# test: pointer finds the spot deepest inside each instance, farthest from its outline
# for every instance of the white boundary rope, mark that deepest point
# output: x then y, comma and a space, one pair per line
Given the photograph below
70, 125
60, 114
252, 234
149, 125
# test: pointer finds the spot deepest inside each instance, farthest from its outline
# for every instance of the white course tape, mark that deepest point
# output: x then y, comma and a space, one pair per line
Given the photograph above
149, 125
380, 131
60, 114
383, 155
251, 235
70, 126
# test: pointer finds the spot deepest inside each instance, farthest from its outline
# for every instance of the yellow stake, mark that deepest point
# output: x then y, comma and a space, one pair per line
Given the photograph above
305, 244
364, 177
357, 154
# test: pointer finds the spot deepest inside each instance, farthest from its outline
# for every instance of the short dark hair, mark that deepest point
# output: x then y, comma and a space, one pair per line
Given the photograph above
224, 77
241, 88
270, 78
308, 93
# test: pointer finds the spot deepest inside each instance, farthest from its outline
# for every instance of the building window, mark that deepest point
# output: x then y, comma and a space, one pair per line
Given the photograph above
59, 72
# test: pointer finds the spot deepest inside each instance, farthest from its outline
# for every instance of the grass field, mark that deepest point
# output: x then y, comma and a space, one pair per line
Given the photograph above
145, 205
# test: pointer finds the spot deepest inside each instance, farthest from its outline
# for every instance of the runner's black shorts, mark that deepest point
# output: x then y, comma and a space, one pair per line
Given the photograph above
━━━
§ What needs to be done: Lay out every line of the items above as a numbered list, leaving out any blank lines.

§ Answer to this exercise:
1. # test: pointer finds the spot deepest inside each instance, farthest from its outline
2. # for every instance of the white boundary rope, mark that deepest point
3. # output: x then y, comma and a space, one pair per line
4. Given the photograph below
5. 70, 125
6. 60, 114
7. 252, 234
8. 149, 125
9. # test: pointer finds the spot deepest inside each instance, farthest from its outline
10. # for every instance of the white course tape, mark that deepest point
11. # output: x then y, comma and a space, one pair per line
12. Given the photograph above
13. 149, 125
14. 380, 131
15. 60, 114
16. 383, 155
17. 251, 235
18. 70, 126
19. # test: pointer finds the spot deepest inside each instance, farthest from its outline
20. # for every instance of the yellow stake, mark that deepest point
21. # output: x then y, comma and a space, one pair per line
22. Given the photograph above
23. 305, 244
24. 364, 177
25. 357, 154
26. # test: pointer finds the spot deepest inside each instance, farthest from its outline
27. # for every instance of the short dark hair, mark that deepest point
28. # output: x then y, comma and a space, one pair per line
29. Given the photograph above
30. 224, 77
31. 241, 88
32. 270, 78
33. 308, 93
34. # test: pointer finds the spot deepest inside each instance, farthest from its outline
35. # for every instance of the building window, mark that deepest point
36. # output: x then y, comma and a space, one pair per line
37. Given the photograph above
38. 59, 72
39. # test: pointer finds the spot deepest inside each instance, farthest from its outline
40. # for every instance of the grass field, mark that deepest point
41. # output: x then y, comma and a space, one pair per line
42. Given the photograph above
43. 145, 205
44. # test: pointer finds the spot deepest inside each instance, farthest from its outline
45. # for every instance of the runner's black shorts, mark that deepest point
46. # output: x then y, comma and a space, one pair per line
47. Given the photograph above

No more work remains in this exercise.